WORK INSTRUCTIONS:
Within the data below, how many lines contain "wearing"? Reply with the number only.

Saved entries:
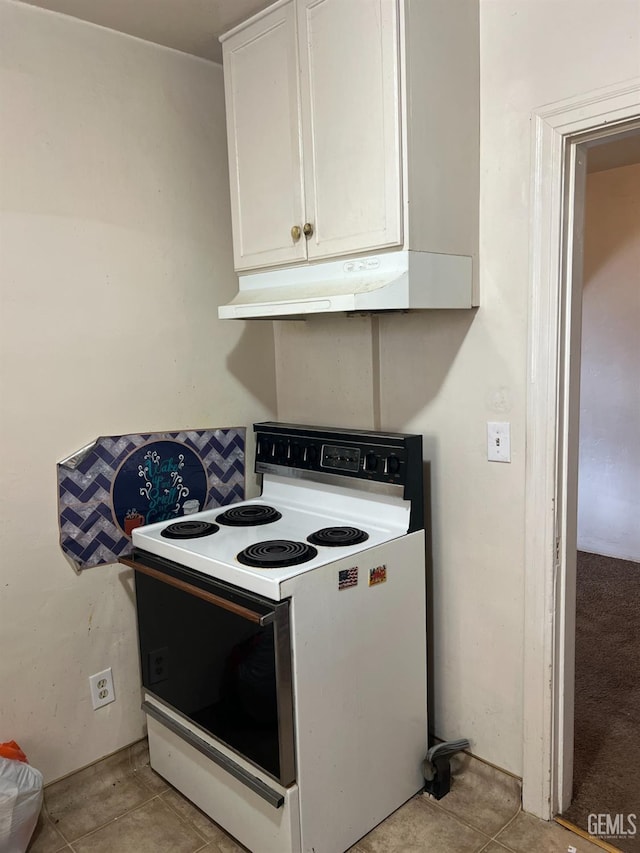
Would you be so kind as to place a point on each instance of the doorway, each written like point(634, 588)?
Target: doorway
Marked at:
point(563, 134)
point(606, 749)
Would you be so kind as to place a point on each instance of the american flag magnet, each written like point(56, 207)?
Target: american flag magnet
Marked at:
point(347, 578)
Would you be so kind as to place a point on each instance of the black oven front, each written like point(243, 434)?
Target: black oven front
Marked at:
point(220, 657)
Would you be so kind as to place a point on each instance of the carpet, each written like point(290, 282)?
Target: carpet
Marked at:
point(606, 772)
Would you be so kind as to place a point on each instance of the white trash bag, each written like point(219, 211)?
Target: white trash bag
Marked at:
point(20, 804)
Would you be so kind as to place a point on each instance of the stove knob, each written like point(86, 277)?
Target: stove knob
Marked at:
point(392, 465)
point(370, 462)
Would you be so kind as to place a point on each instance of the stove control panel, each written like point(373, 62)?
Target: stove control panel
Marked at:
point(379, 457)
point(383, 457)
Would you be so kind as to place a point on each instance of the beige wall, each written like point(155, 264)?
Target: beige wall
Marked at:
point(609, 476)
point(115, 252)
point(445, 374)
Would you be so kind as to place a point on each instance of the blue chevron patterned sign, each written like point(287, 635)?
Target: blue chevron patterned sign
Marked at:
point(117, 483)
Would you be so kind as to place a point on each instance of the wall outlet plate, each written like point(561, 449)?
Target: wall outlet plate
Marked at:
point(498, 441)
point(101, 685)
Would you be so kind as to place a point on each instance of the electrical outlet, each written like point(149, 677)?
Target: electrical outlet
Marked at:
point(498, 442)
point(102, 691)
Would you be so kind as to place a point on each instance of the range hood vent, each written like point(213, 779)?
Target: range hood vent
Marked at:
point(393, 281)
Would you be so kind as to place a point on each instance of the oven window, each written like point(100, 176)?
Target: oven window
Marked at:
point(214, 667)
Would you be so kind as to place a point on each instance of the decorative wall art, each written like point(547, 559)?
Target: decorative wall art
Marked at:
point(118, 483)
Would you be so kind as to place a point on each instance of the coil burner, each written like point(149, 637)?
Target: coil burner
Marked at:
point(276, 553)
point(248, 516)
point(189, 529)
point(335, 537)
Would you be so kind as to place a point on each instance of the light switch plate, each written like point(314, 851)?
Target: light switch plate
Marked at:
point(498, 441)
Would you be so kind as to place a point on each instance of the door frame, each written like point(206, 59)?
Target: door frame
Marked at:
point(560, 132)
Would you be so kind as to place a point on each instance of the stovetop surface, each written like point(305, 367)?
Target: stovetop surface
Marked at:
point(303, 511)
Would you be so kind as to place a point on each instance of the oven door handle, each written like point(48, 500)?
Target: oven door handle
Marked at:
point(210, 597)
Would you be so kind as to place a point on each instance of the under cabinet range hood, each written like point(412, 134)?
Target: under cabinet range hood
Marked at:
point(390, 281)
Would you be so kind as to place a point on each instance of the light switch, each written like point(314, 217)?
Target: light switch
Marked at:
point(498, 441)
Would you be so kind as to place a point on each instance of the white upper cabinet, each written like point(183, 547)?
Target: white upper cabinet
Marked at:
point(313, 119)
point(350, 124)
point(262, 103)
point(353, 129)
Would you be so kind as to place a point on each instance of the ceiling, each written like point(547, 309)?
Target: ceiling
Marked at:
point(192, 26)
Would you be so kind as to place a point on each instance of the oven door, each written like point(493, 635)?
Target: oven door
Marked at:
point(220, 657)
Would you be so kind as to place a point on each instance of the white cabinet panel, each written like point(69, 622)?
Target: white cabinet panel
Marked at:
point(261, 90)
point(351, 124)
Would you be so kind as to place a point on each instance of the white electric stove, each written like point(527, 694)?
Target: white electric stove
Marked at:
point(283, 642)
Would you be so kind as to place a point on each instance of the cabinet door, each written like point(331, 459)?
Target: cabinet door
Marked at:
point(351, 124)
point(262, 105)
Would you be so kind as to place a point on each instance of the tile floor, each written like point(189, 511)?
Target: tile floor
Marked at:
point(120, 805)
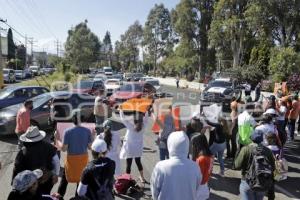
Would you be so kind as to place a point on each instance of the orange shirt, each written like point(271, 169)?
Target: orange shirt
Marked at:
point(23, 120)
point(206, 164)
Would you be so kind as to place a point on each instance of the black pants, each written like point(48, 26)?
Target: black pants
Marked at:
point(231, 143)
point(129, 163)
point(62, 188)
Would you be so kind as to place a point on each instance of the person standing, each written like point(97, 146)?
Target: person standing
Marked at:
point(23, 119)
point(76, 142)
point(38, 154)
point(178, 177)
point(99, 111)
point(113, 141)
point(257, 91)
point(167, 127)
point(244, 162)
point(132, 147)
point(98, 177)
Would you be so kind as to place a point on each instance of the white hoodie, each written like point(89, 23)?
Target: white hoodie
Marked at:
point(177, 178)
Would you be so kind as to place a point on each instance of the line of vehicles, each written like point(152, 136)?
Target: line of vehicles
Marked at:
point(11, 75)
point(78, 99)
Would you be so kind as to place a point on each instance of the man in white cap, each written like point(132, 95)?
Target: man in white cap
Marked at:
point(38, 154)
point(98, 177)
point(178, 177)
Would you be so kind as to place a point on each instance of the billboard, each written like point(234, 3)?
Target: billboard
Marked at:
point(4, 45)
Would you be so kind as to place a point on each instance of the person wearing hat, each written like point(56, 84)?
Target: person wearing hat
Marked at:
point(113, 141)
point(38, 154)
point(244, 160)
point(98, 176)
point(23, 119)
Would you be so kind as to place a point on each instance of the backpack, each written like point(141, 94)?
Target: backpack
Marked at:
point(260, 174)
point(123, 183)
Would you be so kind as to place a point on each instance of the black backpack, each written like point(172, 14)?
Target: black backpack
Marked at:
point(260, 174)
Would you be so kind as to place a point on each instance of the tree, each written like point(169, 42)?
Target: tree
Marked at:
point(192, 21)
point(107, 50)
point(82, 47)
point(11, 45)
point(229, 27)
point(283, 63)
point(158, 41)
point(127, 50)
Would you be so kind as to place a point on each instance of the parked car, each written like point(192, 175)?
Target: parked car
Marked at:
point(9, 75)
point(18, 94)
point(112, 85)
point(131, 90)
point(20, 74)
point(155, 83)
point(65, 105)
point(88, 86)
point(220, 91)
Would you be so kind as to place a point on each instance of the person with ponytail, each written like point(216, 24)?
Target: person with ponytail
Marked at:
point(133, 141)
point(113, 141)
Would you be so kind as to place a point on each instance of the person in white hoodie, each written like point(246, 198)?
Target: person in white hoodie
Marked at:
point(178, 177)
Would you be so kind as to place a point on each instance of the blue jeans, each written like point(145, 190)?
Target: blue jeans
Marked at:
point(218, 150)
point(248, 194)
point(163, 154)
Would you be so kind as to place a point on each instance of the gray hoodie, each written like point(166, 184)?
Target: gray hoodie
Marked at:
point(177, 178)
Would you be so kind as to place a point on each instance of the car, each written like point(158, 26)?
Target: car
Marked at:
point(112, 85)
point(18, 94)
point(129, 91)
point(220, 91)
point(65, 105)
point(20, 74)
point(155, 83)
point(88, 86)
point(35, 70)
point(9, 75)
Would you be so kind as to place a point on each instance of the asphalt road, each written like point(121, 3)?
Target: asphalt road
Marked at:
point(221, 187)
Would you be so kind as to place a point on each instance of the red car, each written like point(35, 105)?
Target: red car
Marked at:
point(131, 90)
point(88, 86)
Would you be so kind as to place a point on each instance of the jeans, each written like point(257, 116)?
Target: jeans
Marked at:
point(292, 126)
point(218, 150)
point(163, 154)
point(248, 194)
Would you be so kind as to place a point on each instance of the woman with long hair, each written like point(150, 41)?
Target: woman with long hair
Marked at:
point(205, 160)
point(113, 141)
point(132, 147)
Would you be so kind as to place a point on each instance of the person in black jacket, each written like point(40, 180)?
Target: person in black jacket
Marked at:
point(38, 154)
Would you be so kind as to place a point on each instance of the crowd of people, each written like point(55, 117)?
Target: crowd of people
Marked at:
point(186, 153)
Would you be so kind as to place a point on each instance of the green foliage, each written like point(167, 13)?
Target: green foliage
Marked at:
point(283, 62)
point(82, 47)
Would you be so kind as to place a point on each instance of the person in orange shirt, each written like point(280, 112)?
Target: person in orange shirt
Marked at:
point(205, 160)
point(293, 115)
point(23, 119)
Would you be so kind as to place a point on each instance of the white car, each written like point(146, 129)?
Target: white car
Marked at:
point(9, 75)
point(112, 85)
point(154, 83)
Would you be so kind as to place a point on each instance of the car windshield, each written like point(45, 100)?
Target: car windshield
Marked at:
point(153, 82)
point(220, 84)
point(84, 85)
point(131, 88)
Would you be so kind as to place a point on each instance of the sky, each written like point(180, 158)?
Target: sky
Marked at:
point(49, 20)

FINAL ANSWER:
2